Exercise input:
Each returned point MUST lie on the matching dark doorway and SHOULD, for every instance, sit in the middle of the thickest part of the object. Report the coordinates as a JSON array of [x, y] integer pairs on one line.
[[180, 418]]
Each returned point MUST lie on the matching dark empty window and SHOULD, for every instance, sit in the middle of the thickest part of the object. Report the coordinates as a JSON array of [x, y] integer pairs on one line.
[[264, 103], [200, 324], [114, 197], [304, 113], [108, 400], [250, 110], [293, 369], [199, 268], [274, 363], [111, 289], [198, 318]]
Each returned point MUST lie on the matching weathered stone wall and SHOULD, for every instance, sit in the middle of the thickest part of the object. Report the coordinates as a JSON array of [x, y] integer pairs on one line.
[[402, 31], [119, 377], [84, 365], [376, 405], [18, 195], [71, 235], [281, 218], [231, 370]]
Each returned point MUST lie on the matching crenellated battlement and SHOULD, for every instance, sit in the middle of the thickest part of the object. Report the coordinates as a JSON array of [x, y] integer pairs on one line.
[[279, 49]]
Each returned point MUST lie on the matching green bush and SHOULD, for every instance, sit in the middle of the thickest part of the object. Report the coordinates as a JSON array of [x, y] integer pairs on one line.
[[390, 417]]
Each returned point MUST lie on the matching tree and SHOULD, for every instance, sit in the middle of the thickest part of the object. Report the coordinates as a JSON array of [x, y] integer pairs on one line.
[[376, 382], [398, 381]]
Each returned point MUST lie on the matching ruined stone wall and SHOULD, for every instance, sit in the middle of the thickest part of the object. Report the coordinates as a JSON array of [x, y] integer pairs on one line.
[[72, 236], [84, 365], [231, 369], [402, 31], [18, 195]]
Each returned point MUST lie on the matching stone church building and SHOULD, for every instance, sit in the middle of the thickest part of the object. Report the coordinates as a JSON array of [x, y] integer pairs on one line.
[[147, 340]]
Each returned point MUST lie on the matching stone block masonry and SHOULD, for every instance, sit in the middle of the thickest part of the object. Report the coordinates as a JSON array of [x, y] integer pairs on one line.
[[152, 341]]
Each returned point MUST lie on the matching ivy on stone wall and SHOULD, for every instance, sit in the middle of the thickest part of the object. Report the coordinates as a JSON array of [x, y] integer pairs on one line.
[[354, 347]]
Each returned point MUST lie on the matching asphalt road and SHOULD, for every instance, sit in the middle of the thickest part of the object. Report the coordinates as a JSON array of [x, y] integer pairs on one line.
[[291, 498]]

Task goal: Convert the records above into a Markdown table with the columns Row and Record, giving each record its own numbered row and leaving out blank lines.

Answer to this problem:
| Row | Record |
|---|---|
| 1 | Each returned point MUST lie on the matching dark doorway and SHOULD, for every instance, sit in the middle of the thickest part of the object. Report the coordinates as a JSON array of [x, y] integer pairs on one line. |
| 2 | [[180, 418]] |
| 3 | Each returned point MUST lie on the matching dark empty window and SHOULD, for every instance, sit in the middle of the thickest part of the object. Report the coordinates as a JSON array of [x, y] integer pairs on one line. |
| 4 | [[264, 103], [200, 324], [114, 197], [304, 113], [108, 400], [250, 110], [293, 369], [199, 268], [274, 363], [111, 289], [198, 318]] |
| 5 | Each returned point MUST lie on the matching weathered stone wall and SHOULD, for every instance, sit in the middle of the thickest part of the object. Report the coordinates as a JSON array of [x, y] integer pairs on one line. |
| 6 | [[402, 31], [119, 377], [84, 365], [376, 405], [18, 195], [71, 235], [281, 218], [231, 370]] |
| 7 | Each returned point MUST lie on the matching crenellated battlement and SHOULD, for every instance, sit in the middle of the thickest part of the object. Report the coordinates as a JSON array of [x, y] integer pairs on one line. |
| 8 | [[279, 49]] |
| 9 | Each returned point MUST lie on the matching green bush and SHOULD, for every instance, sit in the middle of the thickest part of the object. Report the coordinates as a JSON array of [x, y] integer pairs on one line. |
| 10 | [[390, 417]] |
| 11 | Each returned point MUST lie on the matching tree and SHOULD, for every instance, sit in the middle of the thickest part of the object. Report the coordinates as a JSON array of [x, y] integer pairs on one line. |
| 12 | [[376, 382], [398, 381]] |
| 13 | Each returned point MUST lie on the matching ruined stone wall and SHOULD, for every instance, sit in the middle of the thickest part of the object. Report the coordinates as a JSON array of [x, y] integer pairs on one line. |
| 14 | [[72, 236], [84, 365], [231, 369], [402, 31], [18, 195]] |
| 15 | Each returned point MUST lie on the matching stone church building and SHOULD, for every instance, sit in the middle of the thickest part of the object. Report the coordinates as a JSON array of [x, y] integer pairs on one line. |
| 16 | [[147, 340]] |
| 17 | Each returned point MUST lie on the matching stone block masonry and SHOULD, for every instance, sit in the middle of the thickest part of the object. Report the coordinates as a JSON array of [x, y] integer pairs on one line. |
| 18 | [[152, 341]] |
| 19 | Each returned point MUST lie on the matching ivy on stone wall and SHOULD, for every instance, sit in the middle of the thickest part of the object. Report the coordinates as a JSON array of [x, y] integer pairs on one line. |
| 20 | [[354, 347]] |
| 21 | Each returned point MUST lie on the matching asphalt road and SHOULD, for every instance, sit in the middle of the thickest part of the object. Report the coordinates as a JSON array of [x, y] integer pairs on one line. |
| 22 | [[291, 498]] |